Aim of the exercise: Output every line of the records below as a numbered list, skipping blank lines and leaving out the pictures.

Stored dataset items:
..........

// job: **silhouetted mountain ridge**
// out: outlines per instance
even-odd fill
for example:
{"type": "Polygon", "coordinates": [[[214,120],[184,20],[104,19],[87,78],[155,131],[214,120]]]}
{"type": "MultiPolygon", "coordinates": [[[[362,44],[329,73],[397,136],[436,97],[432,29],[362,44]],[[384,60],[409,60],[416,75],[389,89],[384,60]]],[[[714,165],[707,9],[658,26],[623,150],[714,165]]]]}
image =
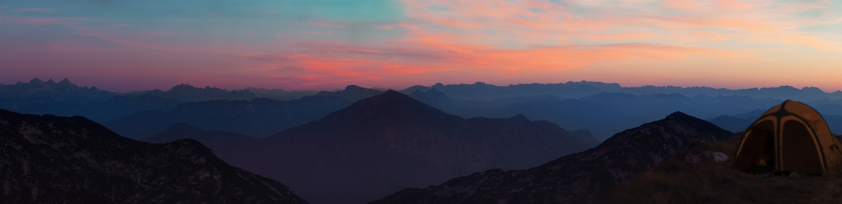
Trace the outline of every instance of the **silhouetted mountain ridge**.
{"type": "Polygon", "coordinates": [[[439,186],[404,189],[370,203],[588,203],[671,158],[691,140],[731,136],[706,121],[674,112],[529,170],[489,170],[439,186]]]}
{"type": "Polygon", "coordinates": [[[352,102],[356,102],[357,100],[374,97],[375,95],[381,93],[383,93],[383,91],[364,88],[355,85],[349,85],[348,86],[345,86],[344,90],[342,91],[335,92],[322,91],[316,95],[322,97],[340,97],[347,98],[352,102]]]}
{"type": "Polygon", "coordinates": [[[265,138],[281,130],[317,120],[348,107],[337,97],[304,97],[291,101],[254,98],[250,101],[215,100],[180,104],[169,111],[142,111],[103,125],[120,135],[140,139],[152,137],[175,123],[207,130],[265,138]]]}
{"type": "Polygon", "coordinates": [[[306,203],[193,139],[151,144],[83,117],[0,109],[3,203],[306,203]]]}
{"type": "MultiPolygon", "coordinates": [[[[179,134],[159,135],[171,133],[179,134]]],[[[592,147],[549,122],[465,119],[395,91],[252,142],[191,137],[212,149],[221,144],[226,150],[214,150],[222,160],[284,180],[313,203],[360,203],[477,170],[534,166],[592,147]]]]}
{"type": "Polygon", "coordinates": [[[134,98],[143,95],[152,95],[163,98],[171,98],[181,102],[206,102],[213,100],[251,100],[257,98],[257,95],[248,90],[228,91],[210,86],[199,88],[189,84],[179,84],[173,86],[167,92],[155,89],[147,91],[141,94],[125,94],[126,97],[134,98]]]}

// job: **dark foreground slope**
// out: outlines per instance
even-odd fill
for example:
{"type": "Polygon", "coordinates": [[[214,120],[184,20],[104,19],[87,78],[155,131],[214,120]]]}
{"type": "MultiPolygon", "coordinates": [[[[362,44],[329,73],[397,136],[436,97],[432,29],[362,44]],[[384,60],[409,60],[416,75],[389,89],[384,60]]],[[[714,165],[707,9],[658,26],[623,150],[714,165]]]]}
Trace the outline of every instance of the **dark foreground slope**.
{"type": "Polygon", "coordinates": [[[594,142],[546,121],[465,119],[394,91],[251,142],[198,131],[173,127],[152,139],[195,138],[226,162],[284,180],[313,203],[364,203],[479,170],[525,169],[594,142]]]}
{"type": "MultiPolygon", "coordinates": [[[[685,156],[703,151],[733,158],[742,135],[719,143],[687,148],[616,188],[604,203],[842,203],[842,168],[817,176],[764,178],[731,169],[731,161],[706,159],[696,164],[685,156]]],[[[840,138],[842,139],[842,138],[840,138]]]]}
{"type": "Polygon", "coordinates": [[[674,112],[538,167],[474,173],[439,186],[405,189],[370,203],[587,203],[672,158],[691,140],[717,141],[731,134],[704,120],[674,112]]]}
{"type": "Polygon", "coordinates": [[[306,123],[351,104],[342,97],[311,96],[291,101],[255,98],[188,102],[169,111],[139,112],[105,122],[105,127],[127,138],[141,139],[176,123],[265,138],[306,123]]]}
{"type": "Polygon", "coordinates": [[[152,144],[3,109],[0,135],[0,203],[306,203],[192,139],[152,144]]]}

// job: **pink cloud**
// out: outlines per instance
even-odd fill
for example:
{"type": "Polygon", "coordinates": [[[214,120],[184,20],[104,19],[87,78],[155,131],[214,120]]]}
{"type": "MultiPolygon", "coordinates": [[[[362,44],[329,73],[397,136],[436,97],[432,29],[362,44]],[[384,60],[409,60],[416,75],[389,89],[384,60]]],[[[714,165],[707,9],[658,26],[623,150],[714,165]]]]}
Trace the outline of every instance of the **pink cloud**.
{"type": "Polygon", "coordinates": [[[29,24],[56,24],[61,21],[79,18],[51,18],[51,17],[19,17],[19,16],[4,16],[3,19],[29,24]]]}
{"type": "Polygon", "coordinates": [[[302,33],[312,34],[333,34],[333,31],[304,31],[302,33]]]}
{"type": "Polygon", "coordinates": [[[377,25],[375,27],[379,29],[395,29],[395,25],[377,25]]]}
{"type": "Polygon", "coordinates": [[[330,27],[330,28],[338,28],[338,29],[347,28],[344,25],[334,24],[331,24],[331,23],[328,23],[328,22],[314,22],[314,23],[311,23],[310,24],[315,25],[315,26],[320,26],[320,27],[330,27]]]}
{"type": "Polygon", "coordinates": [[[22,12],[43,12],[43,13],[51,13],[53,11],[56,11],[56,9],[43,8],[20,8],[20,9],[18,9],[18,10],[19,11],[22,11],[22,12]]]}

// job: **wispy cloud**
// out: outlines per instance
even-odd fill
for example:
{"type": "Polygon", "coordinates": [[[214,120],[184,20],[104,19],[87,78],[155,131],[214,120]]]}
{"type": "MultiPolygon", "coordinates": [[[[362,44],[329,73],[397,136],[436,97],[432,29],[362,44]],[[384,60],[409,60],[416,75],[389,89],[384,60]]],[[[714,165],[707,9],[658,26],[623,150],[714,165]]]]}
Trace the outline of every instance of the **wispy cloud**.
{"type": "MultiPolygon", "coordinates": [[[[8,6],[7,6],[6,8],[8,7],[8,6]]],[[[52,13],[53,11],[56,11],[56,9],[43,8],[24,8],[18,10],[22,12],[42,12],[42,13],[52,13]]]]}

..........

Right answer:
1. // job: **silhouetted mountain ridge**
2. // out: outlines per instance
3. even-odd fill
4. for example:
5. {"type": "Polygon", "coordinates": [[[214,120],[184,20],[104,19],[87,78],[155,131],[214,120]]]}
6. {"type": "MultiPolygon", "coordinates": [[[[362,44],[329,73],[397,136],[436,97],[432,29],[362,44]],[[384,60],[409,60],[416,75],[389,89],[384,60]]],[[[714,165],[707,9],[658,26],[623,150],[714,165]]]]}
7. image =
8. Trace the outline of every instance of the **silhouetted mountain ridge**.
9. {"type": "Polygon", "coordinates": [[[439,186],[404,189],[370,203],[588,203],[671,158],[691,140],[731,136],[706,121],[674,112],[529,170],[489,170],[439,186]]]}
10. {"type": "Polygon", "coordinates": [[[352,102],[356,102],[357,100],[374,97],[375,95],[381,93],[383,93],[383,91],[364,88],[355,85],[349,85],[348,86],[345,86],[344,90],[342,91],[335,92],[322,91],[316,95],[322,97],[340,97],[347,98],[352,102]]]}
11. {"type": "Polygon", "coordinates": [[[265,138],[281,130],[317,120],[348,107],[337,97],[304,97],[291,101],[254,98],[250,101],[215,100],[180,104],[169,111],[142,111],[103,125],[120,135],[140,139],[152,137],[175,123],[207,130],[265,138]]]}
12. {"type": "Polygon", "coordinates": [[[306,203],[193,139],[151,144],[83,117],[0,109],[3,203],[306,203]]]}
13. {"type": "MultiPolygon", "coordinates": [[[[179,134],[159,135],[171,133],[179,134]]],[[[592,147],[549,122],[465,119],[395,91],[252,142],[191,137],[212,149],[221,144],[226,150],[214,150],[222,160],[284,180],[313,203],[360,203],[477,170],[534,166],[592,147]]]]}
14. {"type": "Polygon", "coordinates": [[[134,98],[143,95],[152,95],[163,98],[171,98],[181,102],[206,102],[213,100],[251,100],[257,98],[257,95],[248,90],[228,91],[210,86],[199,88],[189,84],[179,84],[173,86],[167,92],[155,89],[147,91],[141,94],[125,94],[126,97],[134,98]]]}
15. // job: **dark foreground slope**
16. // out: outlines per instance
17. even-odd fill
18. for example:
19. {"type": "Polygon", "coordinates": [[[214,120],[184,20],[104,19],[87,78],[155,131],[214,120]]]}
20. {"type": "MultiPolygon", "coordinates": [[[[362,44],[329,73],[397,136],[436,97],[432,29],[362,44]],[[384,60],[409,60],[416,75],[389,89],[384,60]]],[[[714,165],[707,9],[658,26],[623,150],[714,165]]]]}
21. Trace the outline of every instance of the **dark foreground slope**.
22. {"type": "Polygon", "coordinates": [[[594,142],[546,121],[465,119],[394,91],[251,142],[198,131],[173,127],[152,139],[195,138],[226,162],[284,180],[313,203],[364,203],[479,170],[525,169],[594,142]]]}
23. {"type": "MultiPolygon", "coordinates": [[[[685,156],[703,151],[733,158],[742,135],[719,143],[687,148],[616,188],[604,203],[842,203],[842,168],[817,176],[764,178],[731,169],[731,161],[706,159],[696,164],[685,156]]],[[[840,138],[842,139],[842,138],[840,138]]]]}
24. {"type": "Polygon", "coordinates": [[[674,112],[538,167],[474,173],[439,186],[405,189],[370,203],[587,203],[672,158],[691,140],[717,141],[731,134],[704,120],[674,112]]]}
25. {"type": "Polygon", "coordinates": [[[306,123],[351,104],[342,97],[311,96],[291,101],[255,98],[188,102],[169,111],[139,112],[105,122],[105,127],[127,138],[141,139],[176,123],[265,138],[306,123]]]}
26. {"type": "Polygon", "coordinates": [[[152,144],[3,109],[0,135],[0,203],[306,203],[192,139],[152,144]]]}
27. // job: **pink cloud**
28. // out: outlines per instance
29. even-odd fill
30. for example:
31. {"type": "Polygon", "coordinates": [[[214,120],[184,20],[104,19],[87,78],[155,131],[214,120]]]}
32. {"type": "MultiPolygon", "coordinates": [[[[362,44],[329,73],[397,136],[436,97],[432,29],[362,44]],[[384,60],[409,60],[416,75],[389,89],[384,60]]],[[[714,165],[707,9],[658,26],[623,150],[714,165]]]]}
33. Trace the outline of every instance of the **pink cloud**.
34. {"type": "Polygon", "coordinates": [[[29,24],[56,24],[61,21],[79,18],[51,18],[51,17],[19,17],[19,16],[4,16],[3,19],[29,24]]]}
35. {"type": "Polygon", "coordinates": [[[302,33],[312,34],[333,34],[333,31],[304,31],[302,33]]]}
36. {"type": "Polygon", "coordinates": [[[377,25],[375,27],[379,29],[395,29],[395,25],[377,25]]]}
37. {"type": "Polygon", "coordinates": [[[330,27],[330,28],[338,28],[338,29],[347,28],[344,25],[334,24],[331,24],[331,23],[328,23],[328,22],[314,22],[314,23],[311,23],[310,24],[315,25],[315,26],[320,26],[320,27],[330,27]]]}
38. {"type": "Polygon", "coordinates": [[[22,12],[43,12],[43,13],[51,13],[53,11],[56,11],[56,9],[43,8],[20,8],[20,9],[18,9],[18,10],[19,11],[22,11],[22,12]]]}
39. // job: **wispy cloud**
40. // out: outlines per instance
41. even-odd fill
42. for example:
43. {"type": "Polygon", "coordinates": [[[214,120],[184,20],[104,19],[87,78],[155,131],[214,120]]]}
44. {"type": "MultiPolygon", "coordinates": [[[[362,44],[329,73],[397,136],[436,97],[432,29],[362,44]],[[384,60],[409,60],[416,75],[389,89],[384,60]]],[[[714,165],[707,9],[658,26],[623,150],[714,165]]]]}
45. Trace the outline of every instance of the **wispy cloud**.
46. {"type": "MultiPolygon", "coordinates": [[[[8,6],[7,6],[6,8],[8,7],[8,6]]],[[[52,13],[53,11],[56,11],[56,9],[43,8],[24,8],[18,10],[22,12],[42,12],[42,13],[52,13]]]]}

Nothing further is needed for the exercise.